SHORT EXERCISE >>
Rewrite the rows from the line with "locate: green lawn | one point per instance" through the end of the rows, requests included, scaling every coordinate in the answer points by 0.65 and rounding to whole numbers, halves up. Leave the numbers in the requests and their format samples as they are.

INPUT FOR THIS TASK >>

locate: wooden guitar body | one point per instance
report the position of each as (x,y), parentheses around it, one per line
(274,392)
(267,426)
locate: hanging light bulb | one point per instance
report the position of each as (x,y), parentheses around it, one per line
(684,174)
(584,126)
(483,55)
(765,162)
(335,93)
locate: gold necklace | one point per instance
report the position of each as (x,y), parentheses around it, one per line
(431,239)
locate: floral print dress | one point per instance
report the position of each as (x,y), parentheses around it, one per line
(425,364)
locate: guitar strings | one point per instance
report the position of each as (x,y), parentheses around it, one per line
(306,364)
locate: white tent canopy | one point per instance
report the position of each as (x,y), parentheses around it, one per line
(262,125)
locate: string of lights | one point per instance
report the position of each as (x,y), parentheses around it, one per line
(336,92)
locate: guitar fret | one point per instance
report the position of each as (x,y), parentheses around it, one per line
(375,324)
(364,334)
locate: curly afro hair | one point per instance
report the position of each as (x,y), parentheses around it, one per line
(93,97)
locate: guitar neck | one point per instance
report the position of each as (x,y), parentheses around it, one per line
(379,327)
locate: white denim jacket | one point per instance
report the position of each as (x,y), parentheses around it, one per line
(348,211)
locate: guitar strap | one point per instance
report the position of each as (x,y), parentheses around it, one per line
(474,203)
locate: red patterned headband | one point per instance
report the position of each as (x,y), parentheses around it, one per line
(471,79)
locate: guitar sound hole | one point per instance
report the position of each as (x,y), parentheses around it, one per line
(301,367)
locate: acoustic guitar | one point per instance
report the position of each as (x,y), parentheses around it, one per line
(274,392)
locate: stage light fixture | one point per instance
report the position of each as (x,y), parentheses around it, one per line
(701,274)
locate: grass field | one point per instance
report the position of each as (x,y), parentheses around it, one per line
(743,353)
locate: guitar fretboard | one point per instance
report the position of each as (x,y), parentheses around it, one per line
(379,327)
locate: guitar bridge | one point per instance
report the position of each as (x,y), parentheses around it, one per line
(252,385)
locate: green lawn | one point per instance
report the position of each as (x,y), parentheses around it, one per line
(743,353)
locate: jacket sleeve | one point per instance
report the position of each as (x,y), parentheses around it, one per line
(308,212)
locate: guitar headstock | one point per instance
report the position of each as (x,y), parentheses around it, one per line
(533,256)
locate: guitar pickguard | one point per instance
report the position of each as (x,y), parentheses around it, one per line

CORRECT ANSWER >>
locate: green lawn | one point per instance
report the position of each as (x,y), parentheses around it, one per line
(483,229)
locate: jacket sleeve | one point per instance
report the position of each as (x,y), parentheses around it, one per line
(200,138)
locate: guitar headstock | one point per instance
report the position of each as (x,y), parentheses around it, one per line
(346,166)
locate: guitar pickguard | one point per instance
report the position of each as (x,y), parentheses around it, one per line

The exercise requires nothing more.